Yönergeler:
1. COVİD-19'un meslek hastalığı sayılmasıyla ilgili metne göre meslek hastalığının tanımı 5510 sayılı Kanun'un hangi maddesinde yapılmıştır?
2. Metin bölümünde "Hasta olan, vefat" sözcüklerini içeren yerle başlayıp "ruhsal engellilik halleridir." sözcükleriyle biten kısmı harfi harfine kopyalayın.
3. COVİD-19'un meslek hastalığı sayılmasını konu alan metni kaldığı yerden sürdürün.

Metin Bölümü:
= = = =

COVİD-19 MESLEK HASTALIĞIDIR

COVİD-19 MESLEK HASTALIĞIDIR

Hasta olan, vefat eden tüm sağlık çalışanlarının aynı çerçevede değerlendirilmesi gereklidir.

5510 sayılı Sosyal Sigortalar ve Genel Sağlık Sigortası Kanununun 14. maddesine göre ;“Meslek hastalığı, sigortalının çalıştığı veya yaptığı işin niteliğinden dolayı tekrarlanan bir sebeple veya işin yürütüm şartları yüzünden uğradığı geçici veya sürekli hastalık, bedensel veya ruhsal engellilik halleridir.

Kamu çalışanları bakımından ise,5510 sayılı Sosyal Sigortalar ve Genel Sağlık Sigortası Kanununun 47. madde belirlenmiştir.Kamu çalışanları için “malûllük; sigortalıların vazifelerini yaptıkları sırada veya vazifeleri dışında idarelerince görevlendirildikleri herhangi bir kamu idaresine ait başka işleri yaparken bu işlerden veya kurumlarının menfaatini korumak maksadıyla bir iş yaparken ya da idarelerince sağlanan bir taşıtla işe gelişi ve işten dönüşü sırasında veya işyerinde meydana gelen kazadan doğmuş olursa, buna vazife malullüğü” denir.

= = = =

Verilen Liste:
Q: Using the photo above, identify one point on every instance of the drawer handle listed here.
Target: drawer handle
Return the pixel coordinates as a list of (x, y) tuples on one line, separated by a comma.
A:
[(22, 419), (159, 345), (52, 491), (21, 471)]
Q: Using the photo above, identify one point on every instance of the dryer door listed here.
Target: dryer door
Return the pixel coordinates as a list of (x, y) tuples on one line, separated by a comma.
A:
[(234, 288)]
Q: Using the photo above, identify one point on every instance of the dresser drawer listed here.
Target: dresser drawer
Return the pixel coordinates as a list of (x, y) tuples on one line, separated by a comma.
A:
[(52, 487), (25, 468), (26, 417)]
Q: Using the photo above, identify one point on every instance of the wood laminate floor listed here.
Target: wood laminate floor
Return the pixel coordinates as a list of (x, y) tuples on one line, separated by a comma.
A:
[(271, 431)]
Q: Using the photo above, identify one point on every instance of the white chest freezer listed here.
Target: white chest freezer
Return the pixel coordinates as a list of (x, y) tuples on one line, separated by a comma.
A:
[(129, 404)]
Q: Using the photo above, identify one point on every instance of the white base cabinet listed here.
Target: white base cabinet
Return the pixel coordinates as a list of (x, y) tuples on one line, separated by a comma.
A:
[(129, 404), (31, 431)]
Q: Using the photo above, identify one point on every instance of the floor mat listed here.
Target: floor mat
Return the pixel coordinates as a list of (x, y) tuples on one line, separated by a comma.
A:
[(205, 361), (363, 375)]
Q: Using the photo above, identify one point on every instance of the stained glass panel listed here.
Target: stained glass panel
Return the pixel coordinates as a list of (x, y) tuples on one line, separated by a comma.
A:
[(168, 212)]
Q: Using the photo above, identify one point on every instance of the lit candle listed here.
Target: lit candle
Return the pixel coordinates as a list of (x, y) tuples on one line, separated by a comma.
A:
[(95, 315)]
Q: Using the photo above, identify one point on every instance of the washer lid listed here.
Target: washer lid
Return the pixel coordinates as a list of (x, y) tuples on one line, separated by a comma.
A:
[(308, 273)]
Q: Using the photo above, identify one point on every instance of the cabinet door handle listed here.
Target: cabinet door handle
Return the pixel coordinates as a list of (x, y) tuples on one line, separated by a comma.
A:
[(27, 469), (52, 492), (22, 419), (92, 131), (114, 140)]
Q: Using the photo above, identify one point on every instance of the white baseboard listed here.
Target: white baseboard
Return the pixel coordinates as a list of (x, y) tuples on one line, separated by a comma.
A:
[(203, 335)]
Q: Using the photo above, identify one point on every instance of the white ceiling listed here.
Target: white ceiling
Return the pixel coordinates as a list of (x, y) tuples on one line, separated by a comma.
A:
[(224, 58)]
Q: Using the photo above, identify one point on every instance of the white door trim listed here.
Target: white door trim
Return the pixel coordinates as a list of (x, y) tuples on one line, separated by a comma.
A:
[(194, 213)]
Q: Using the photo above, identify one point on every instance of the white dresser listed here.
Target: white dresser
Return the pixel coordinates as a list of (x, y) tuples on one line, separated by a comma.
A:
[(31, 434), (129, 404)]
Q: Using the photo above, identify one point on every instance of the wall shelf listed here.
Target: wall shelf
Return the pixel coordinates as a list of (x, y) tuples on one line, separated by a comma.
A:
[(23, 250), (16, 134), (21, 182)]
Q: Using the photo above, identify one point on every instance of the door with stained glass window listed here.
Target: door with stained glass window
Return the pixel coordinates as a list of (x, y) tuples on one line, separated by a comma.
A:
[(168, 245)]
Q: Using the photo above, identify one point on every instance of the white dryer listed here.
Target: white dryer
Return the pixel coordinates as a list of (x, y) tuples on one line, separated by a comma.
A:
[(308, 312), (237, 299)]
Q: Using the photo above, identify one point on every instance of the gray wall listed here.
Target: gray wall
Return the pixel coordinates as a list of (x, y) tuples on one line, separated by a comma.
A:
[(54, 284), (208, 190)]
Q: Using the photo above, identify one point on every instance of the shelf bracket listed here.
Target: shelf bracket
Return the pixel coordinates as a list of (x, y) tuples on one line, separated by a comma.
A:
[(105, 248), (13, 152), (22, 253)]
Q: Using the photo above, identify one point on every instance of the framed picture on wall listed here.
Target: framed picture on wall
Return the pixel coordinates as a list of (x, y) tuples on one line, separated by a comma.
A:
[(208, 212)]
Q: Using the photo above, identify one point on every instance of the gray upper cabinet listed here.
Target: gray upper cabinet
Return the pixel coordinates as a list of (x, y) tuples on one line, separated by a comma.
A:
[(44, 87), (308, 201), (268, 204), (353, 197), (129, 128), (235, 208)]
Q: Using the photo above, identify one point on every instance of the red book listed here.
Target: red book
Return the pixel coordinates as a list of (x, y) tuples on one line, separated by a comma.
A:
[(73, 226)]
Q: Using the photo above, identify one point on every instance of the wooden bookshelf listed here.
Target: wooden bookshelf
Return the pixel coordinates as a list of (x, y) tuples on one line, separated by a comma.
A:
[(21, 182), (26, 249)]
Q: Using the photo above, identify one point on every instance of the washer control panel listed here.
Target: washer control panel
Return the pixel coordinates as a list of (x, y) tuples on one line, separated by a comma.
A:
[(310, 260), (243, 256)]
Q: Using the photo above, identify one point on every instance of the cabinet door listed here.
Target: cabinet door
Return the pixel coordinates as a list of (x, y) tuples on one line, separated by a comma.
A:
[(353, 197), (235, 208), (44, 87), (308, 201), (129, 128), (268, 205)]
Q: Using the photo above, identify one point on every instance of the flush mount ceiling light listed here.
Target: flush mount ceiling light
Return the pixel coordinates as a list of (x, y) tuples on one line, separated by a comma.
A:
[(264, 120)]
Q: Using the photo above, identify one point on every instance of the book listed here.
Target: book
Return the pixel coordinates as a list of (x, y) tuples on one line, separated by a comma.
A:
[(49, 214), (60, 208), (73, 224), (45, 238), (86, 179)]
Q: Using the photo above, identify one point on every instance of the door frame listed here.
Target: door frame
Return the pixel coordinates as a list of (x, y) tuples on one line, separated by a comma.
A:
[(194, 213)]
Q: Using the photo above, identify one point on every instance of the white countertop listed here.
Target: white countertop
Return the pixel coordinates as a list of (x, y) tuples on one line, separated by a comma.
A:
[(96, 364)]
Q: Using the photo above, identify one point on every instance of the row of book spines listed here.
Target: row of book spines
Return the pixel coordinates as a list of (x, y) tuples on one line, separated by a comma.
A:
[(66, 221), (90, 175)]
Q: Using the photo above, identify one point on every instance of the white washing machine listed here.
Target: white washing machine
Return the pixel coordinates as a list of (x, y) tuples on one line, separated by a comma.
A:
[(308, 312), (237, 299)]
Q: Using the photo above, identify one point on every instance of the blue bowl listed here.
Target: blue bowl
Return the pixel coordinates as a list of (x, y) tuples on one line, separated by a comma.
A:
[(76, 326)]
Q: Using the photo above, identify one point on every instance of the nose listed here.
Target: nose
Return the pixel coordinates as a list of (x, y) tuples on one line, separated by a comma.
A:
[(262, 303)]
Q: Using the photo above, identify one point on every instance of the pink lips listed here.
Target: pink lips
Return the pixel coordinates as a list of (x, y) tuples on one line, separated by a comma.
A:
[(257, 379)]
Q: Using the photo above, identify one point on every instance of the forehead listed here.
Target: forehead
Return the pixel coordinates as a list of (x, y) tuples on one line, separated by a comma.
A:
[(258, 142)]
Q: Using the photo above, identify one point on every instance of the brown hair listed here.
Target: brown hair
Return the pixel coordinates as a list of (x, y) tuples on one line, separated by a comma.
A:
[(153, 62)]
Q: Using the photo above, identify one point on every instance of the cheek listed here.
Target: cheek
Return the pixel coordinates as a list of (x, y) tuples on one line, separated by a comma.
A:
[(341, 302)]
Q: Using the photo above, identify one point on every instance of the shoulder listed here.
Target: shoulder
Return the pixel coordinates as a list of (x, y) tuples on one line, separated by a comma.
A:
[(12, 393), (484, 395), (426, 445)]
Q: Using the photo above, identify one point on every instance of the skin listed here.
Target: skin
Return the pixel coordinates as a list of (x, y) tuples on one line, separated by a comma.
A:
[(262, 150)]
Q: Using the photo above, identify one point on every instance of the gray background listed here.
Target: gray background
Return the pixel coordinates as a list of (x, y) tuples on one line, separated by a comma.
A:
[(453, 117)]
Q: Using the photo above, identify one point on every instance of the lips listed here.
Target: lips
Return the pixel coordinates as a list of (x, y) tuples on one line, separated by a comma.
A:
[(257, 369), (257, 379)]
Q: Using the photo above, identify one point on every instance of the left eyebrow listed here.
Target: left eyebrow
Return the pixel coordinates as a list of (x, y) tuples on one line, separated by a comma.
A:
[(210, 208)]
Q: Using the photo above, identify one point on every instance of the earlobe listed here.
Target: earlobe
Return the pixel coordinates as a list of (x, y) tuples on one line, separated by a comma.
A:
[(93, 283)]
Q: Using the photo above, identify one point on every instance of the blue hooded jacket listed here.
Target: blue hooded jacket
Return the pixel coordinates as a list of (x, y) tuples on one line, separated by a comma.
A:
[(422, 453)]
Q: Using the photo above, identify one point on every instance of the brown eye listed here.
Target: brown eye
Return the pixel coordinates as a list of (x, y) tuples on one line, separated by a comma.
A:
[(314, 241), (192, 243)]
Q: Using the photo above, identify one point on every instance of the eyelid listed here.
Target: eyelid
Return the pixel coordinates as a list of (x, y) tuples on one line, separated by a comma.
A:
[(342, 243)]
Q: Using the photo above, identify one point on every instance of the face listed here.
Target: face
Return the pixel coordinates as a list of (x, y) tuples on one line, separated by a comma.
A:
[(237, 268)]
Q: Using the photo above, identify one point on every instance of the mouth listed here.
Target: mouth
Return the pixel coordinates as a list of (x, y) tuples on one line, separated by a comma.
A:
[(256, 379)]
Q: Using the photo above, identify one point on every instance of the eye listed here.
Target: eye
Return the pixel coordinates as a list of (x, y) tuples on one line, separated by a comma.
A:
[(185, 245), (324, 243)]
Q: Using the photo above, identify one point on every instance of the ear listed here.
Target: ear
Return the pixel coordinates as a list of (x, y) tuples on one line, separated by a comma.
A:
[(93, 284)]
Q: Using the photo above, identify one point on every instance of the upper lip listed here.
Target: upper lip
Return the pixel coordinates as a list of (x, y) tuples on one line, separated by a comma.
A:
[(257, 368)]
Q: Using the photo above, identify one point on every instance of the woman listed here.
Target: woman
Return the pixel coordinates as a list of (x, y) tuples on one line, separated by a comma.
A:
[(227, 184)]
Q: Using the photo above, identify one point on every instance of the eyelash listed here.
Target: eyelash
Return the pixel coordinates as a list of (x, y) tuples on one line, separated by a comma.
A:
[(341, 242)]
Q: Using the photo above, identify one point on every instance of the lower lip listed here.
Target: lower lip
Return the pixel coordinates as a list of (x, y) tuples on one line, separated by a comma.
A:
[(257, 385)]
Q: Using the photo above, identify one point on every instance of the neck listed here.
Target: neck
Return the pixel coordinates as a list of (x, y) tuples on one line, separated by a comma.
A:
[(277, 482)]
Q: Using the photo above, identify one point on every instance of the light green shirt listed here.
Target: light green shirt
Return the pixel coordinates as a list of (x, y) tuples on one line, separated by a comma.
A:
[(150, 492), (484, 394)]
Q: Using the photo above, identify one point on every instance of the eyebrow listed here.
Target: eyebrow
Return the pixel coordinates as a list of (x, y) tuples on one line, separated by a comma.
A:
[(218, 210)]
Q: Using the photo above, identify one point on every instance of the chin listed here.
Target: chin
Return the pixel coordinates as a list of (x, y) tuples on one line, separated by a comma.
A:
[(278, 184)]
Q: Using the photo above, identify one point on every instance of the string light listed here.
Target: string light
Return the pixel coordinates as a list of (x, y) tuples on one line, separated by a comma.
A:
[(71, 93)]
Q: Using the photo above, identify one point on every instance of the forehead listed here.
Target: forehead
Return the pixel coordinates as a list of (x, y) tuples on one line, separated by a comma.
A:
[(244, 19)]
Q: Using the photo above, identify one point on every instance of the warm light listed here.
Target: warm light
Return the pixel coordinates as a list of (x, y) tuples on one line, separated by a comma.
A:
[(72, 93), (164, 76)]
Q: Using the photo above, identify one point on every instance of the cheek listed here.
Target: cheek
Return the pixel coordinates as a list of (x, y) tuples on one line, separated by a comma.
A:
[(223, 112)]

= = = =

Cevap Anahtarı:
1. 14. maddesinde.

2.
Hasta olan, vefat eden tüm sağlık çalışanlarının aynı çerçevede değerlendirilmesi gereklidir.

5510 sayılı Sosyal Sigortalar ve Genel Sağlık Sigortası Kanununun 14. maddesine göre ;“Meslek hastalığı, sigortalının çalıştığı veya yaptığı işin niteliğinden dolayı tekrarlanan bir sebeple veya işin yürütüm şartları yüzünden uğradığı geçici veya sürekli hastalık, bedensel veya ruhsal engellilik halleridir.

3.
Özetle; kişinin hastalık veya engellilik haline mesleki faaliyetin sebep olduğu anlaşıldığında, bu durum meslek hastalığı kabul edilmektedir. Kanun koyucu, kişinin mesleki faaliyeti sebebiyle hastalık ve engellilik durumuna bir takım haklar getirmiştir.Özetle ; meslek hastalığı sigortasından sağlanan haklar şunlardır:

  1.  Sigortalıya, geçici iş göremezlik süresince günlük geçici iş göremezlik ödeneği verilmesi.
  2.  Sigortalıya sürekli iş göremezlik geliri bağlanması.
  3.  İş kazası veya meslek hastalığı sonucu ölen sigortalının hak sahiplerine, gelir bağlanması.
  4.  Gelir bağlanmış olan kız çocuklarına evlenme ödeneği verilmesi.
  5.  İş kazası ve meslek hastalığı sonucu ölen sigortalı için cenaze ödeneği verilmesi.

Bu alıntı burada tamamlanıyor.